# Task goal
Repeat the following data exactly, omitting pictures.

# Records supplied
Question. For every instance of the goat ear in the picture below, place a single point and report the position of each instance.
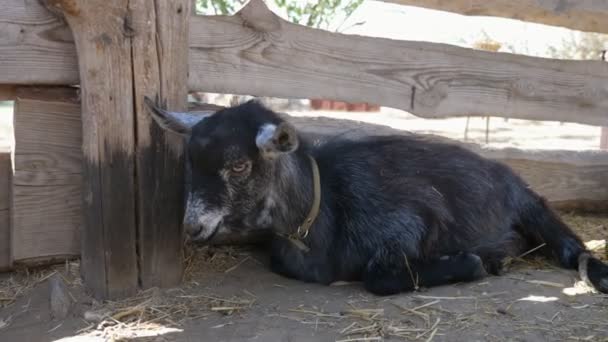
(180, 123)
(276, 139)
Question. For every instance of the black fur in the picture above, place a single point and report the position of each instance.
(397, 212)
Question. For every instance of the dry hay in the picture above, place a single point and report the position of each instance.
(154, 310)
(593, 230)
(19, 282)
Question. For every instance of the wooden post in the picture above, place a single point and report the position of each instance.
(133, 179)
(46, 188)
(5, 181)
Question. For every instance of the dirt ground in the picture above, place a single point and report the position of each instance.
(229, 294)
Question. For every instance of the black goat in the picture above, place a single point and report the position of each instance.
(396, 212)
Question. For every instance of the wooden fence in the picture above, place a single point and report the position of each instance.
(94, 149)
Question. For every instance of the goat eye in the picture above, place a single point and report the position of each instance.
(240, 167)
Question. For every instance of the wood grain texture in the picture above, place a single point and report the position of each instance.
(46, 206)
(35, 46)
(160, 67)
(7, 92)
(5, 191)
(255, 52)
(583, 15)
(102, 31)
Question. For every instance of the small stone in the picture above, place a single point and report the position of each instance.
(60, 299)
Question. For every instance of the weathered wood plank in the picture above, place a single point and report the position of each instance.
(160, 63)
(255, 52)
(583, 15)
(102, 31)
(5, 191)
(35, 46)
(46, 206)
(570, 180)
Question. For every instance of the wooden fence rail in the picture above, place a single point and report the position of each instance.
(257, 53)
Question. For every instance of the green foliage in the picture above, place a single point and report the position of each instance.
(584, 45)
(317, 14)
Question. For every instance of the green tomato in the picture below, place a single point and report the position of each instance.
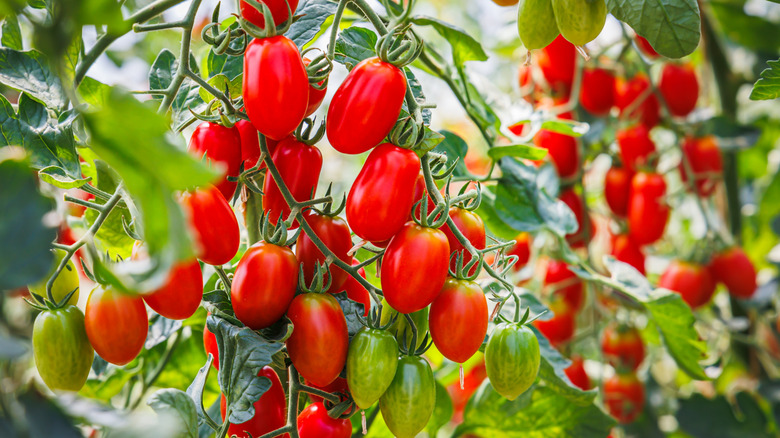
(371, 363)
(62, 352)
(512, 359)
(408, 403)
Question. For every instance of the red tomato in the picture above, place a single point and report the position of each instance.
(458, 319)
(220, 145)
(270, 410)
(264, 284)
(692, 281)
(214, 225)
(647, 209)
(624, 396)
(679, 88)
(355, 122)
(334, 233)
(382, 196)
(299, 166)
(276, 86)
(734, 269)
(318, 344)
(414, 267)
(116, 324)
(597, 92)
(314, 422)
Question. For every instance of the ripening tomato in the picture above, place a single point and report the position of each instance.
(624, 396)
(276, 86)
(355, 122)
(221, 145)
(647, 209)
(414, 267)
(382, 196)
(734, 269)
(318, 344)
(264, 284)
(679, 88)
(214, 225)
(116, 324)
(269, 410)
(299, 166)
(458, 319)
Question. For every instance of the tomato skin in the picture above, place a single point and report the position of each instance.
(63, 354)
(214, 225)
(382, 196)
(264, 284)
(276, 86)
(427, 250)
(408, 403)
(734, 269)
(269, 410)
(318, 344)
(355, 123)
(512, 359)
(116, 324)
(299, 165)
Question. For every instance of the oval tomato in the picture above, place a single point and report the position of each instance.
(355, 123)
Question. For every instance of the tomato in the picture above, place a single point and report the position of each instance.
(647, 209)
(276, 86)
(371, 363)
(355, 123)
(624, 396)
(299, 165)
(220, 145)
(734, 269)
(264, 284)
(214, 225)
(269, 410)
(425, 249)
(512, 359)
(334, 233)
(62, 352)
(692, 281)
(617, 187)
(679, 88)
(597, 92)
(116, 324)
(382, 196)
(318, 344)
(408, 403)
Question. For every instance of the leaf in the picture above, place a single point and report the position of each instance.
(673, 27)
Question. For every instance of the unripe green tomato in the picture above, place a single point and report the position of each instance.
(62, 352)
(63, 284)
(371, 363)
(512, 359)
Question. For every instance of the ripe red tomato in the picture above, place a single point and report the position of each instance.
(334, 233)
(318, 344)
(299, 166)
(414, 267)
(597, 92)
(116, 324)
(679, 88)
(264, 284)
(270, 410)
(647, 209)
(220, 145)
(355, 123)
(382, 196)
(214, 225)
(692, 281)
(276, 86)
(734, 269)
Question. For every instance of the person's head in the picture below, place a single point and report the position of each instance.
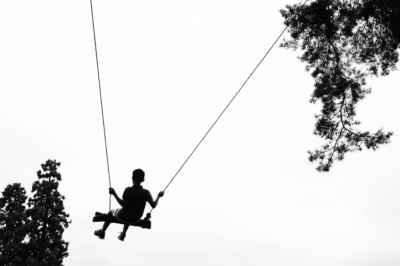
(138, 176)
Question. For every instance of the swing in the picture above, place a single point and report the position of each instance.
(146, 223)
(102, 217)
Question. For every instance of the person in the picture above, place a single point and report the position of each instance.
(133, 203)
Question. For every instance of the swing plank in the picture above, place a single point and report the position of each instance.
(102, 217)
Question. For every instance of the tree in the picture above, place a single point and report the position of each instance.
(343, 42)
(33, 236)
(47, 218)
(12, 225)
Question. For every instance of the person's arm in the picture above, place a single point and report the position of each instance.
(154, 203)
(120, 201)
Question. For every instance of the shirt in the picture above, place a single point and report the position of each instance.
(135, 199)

# Reply
Question. For every instance of the goat ear in the picture below, place a single point and report the position of each instance.
(180, 123)
(276, 139)
Question. For every instance of the black fur in the picture above, place a single point and report the position of each instance.
(397, 212)
Question. For every instance of the dry hay in the picture above, place a single point and report the position of each instance.
(154, 310)
(593, 230)
(19, 282)
Question. For every instance of the wooden post in the picture above, place a single point and report the position of each instance.
(133, 179)
(46, 188)
(5, 181)
Question. For every instance of the dirt ground in the picture above, place a single point and report the position of each instance.
(229, 294)
Question. For every instance of the black goat in the picture above, place a single point and report the position of each instance.
(396, 212)
Question. For every instance of the wooden fence in the picture above, place a single point and report the position of each instance.
(94, 149)
Question. For every instance of the goat eye in the picture above, place a single point and report the position of each instance.
(240, 167)
Question. For every instance of the wood grain texture in the picture above, place a single point and report the position of each instance.
(46, 206)
(35, 46)
(160, 67)
(7, 92)
(5, 191)
(255, 52)
(583, 15)
(102, 31)
Question. For every instance of the small stone in the picture above, place a single point and report the position of each instance.
(60, 299)
Question. For every instance of the weathered wood plank in the picture above, place a single point and report the position of each instance.
(160, 63)
(255, 52)
(583, 15)
(102, 31)
(5, 191)
(35, 46)
(46, 206)
(570, 180)
Question. For every instance of the wooden fence rail in the picture above, place a single point and report the position of each instance.
(257, 53)
Question. For every instance of the green foliage in the picture above, place a single point and report the position of each instance.
(584, 45)
(317, 14)
Question. For every instance of the green tomato in the picture below, place a single point and report the position of each instance.
(371, 363)
(62, 352)
(512, 359)
(408, 403)
Question. For every instance of the red tomato in the picture above, place a single point and report the position of each instance.
(458, 319)
(220, 145)
(270, 410)
(264, 284)
(692, 281)
(214, 225)
(647, 209)
(624, 396)
(679, 88)
(355, 122)
(334, 233)
(382, 196)
(299, 166)
(276, 86)
(734, 269)
(318, 344)
(414, 267)
(116, 324)
(597, 92)
(314, 422)
Question. For every instance of the ripening tomato in the picture above, place a single point and report the position of each instance.
(624, 396)
(276, 86)
(355, 122)
(221, 145)
(647, 209)
(414, 267)
(382, 196)
(734, 269)
(318, 344)
(264, 284)
(679, 88)
(214, 225)
(116, 324)
(269, 410)
(299, 166)
(458, 319)
Question. For every instance of the tomato skin in the picture above, place a single point and report the position of each instance.
(63, 354)
(214, 225)
(382, 196)
(264, 284)
(276, 86)
(427, 250)
(408, 403)
(734, 269)
(269, 410)
(318, 344)
(355, 123)
(512, 359)
(116, 324)
(299, 165)
Question. For every instance of the oval tomato in the picture above, place a single point and report the position of each instance.
(355, 123)
Question. For every instance of the tomato in the picture above, place a single point and report the position of each instance.
(647, 209)
(276, 86)
(371, 363)
(355, 123)
(624, 396)
(299, 165)
(220, 145)
(734, 269)
(264, 284)
(214, 225)
(269, 410)
(425, 249)
(512, 359)
(334, 233)
(62, 352)
(692, 281)
(617, 187)
(679, 88)
(597, 92)
(116, 324)
(382, 196)
(318, 344)
(408, 403)
Question. For every instance of the leaf in the picture above, place a single point and report the position of each instance.
(673, 27)
Question. For every instance of the unripe green tomato in the picture above, place a single point and report the position of each instance.
(62, 352)
(63, 284)
(371, 363)
(512, 359)
Question. For every instance of the ripe red tomato in the picture above, place a single point and report the position of each instance.
(334, 233)
(318, 344)
(299, 166)
(414, 267)
(597, 92)
(116, 324)
(679, 88)
(264, 284)
(270, 410)
(647, 209)
(220, 145)
(355, 123)
(382, 196)
(214, 225)
(692, 281)
(276, 86)
(734, 269)
Question. For every instance of the person's head in the picture below, place a single point and report the position of each instance.
(138, 176)
Question. For every instance of the swing in the picture above, place a single point and report the position of each instance.
(146, 223)
(102, 217)
Question. For every instance of the person in the picture above, place a single point and report the position of each instance.
(133, 203)
Question. For every instance of the swing plank in the picture above, place a single point and report the position of each instance.
(102, 217)
Question. For every instance of the tree in the picture above, place a single point and report the position of each instance.
(343, 42)
(33, 236)
(47, 218)
(12, 225)
Question. For every instance of the person's arm in the picture above, place a single point and report the position of each instance.
(154, 203)
(120, 201)
Question. For every instance of the shirt in the picture above, place a single point and report the position of each instance.
(135, 199)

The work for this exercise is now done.